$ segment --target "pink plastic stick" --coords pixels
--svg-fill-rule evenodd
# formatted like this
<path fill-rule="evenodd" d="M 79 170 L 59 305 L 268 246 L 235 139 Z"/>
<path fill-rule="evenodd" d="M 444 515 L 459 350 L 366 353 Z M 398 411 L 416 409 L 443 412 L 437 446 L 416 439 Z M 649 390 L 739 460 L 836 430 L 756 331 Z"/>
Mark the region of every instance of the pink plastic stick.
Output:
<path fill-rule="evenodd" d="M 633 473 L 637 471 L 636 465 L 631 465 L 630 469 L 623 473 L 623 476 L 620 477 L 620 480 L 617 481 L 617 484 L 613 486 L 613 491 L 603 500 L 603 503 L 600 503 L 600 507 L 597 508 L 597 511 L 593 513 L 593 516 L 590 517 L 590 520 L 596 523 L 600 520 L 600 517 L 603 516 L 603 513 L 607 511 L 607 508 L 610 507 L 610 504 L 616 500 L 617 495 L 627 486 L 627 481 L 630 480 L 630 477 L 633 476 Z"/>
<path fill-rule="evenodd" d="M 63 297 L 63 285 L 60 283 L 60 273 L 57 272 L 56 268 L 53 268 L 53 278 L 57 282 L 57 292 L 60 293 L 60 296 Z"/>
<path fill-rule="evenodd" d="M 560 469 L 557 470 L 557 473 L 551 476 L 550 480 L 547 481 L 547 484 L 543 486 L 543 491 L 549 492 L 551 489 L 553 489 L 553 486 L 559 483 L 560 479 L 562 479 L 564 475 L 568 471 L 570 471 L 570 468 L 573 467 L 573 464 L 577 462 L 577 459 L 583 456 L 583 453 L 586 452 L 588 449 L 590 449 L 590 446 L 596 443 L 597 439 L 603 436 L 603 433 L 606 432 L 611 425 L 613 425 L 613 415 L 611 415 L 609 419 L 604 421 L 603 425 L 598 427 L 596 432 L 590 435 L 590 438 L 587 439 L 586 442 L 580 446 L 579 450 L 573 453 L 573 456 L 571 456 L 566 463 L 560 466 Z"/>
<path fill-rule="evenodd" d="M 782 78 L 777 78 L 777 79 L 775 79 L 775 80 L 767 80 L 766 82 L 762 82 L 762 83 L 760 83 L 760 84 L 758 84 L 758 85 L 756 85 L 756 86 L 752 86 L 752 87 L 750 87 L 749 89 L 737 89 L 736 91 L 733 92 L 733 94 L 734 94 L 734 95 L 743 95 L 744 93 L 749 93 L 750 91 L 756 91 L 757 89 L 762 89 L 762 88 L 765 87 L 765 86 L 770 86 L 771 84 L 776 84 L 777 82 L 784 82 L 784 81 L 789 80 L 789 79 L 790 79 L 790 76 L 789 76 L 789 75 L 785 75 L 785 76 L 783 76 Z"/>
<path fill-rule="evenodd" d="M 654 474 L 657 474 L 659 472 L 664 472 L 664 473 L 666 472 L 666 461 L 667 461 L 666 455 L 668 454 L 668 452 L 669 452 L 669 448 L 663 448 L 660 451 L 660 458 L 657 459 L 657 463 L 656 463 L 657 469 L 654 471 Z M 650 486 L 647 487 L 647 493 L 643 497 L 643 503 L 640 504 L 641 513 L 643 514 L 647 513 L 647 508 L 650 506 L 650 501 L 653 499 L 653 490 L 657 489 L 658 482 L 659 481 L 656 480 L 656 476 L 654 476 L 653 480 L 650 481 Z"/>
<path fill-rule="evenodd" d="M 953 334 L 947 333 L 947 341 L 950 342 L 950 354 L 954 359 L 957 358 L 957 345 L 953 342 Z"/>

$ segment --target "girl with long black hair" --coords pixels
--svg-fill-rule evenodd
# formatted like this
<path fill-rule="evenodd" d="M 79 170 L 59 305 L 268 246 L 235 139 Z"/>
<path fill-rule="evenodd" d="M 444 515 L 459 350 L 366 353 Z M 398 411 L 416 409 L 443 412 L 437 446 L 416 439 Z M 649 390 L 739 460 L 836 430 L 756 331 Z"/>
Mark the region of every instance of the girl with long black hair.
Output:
--
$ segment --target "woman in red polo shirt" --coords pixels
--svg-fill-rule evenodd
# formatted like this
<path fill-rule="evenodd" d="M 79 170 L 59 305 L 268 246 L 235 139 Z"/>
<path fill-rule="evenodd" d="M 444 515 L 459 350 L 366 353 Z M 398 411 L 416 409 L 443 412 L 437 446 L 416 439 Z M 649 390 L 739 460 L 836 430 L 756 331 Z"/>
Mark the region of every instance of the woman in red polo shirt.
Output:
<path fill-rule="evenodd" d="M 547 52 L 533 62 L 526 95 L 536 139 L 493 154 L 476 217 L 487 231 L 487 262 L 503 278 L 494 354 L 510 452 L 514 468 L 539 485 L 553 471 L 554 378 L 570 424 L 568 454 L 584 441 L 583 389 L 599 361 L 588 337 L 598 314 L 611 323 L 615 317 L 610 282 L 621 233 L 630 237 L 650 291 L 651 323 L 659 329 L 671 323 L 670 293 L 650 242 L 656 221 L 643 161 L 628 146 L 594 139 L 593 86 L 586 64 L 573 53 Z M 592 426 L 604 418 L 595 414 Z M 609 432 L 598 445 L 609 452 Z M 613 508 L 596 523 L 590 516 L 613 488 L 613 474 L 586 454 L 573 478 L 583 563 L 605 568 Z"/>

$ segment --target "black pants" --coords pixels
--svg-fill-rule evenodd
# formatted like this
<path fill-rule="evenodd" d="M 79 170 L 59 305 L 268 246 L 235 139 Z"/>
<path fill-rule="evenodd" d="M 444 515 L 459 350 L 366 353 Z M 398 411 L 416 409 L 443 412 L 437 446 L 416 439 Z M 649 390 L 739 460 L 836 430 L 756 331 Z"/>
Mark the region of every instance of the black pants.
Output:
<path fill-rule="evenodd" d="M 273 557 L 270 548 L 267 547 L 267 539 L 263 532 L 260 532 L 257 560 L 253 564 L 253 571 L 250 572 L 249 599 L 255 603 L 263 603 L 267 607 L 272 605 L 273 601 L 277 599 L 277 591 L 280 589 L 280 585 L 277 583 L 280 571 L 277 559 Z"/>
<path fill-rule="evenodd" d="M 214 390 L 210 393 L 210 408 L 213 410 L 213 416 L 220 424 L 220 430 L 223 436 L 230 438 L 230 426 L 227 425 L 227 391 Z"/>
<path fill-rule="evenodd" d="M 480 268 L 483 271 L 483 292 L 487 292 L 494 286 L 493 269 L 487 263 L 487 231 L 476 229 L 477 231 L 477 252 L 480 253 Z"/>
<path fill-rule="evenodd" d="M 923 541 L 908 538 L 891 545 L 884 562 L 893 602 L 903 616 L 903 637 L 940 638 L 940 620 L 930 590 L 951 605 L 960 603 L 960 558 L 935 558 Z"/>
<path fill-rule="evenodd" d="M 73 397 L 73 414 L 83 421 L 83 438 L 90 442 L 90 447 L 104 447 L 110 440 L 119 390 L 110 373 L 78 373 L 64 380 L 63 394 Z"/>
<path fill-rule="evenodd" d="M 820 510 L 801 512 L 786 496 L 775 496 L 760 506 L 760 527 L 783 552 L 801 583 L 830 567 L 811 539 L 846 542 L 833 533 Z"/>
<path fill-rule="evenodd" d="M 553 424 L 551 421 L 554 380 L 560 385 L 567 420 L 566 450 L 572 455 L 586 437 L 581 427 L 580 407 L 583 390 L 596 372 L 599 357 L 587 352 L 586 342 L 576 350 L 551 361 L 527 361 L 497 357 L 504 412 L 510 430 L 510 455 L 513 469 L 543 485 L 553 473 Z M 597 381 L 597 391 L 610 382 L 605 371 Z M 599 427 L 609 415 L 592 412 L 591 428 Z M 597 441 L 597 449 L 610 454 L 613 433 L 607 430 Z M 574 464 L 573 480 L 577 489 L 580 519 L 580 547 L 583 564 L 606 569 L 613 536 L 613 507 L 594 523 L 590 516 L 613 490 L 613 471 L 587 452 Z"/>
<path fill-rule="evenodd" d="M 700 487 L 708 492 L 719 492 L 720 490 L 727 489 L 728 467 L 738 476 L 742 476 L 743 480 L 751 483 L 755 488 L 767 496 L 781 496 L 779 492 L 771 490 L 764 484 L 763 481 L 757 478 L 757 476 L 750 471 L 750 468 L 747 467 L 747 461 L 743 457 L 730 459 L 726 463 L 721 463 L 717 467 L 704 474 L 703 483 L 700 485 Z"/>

# About this task
Only the lines of the data holding the string "coords" are wanted; copy each of them.

# The completed task
$ segment --target "pink plastic stick" --coords pixels
$ segment --target "girl with long black hair" --coords pixels
$ segment --target "woman in red polo shirt" --coords pixels
$ segment --target "black pants" --coords pixels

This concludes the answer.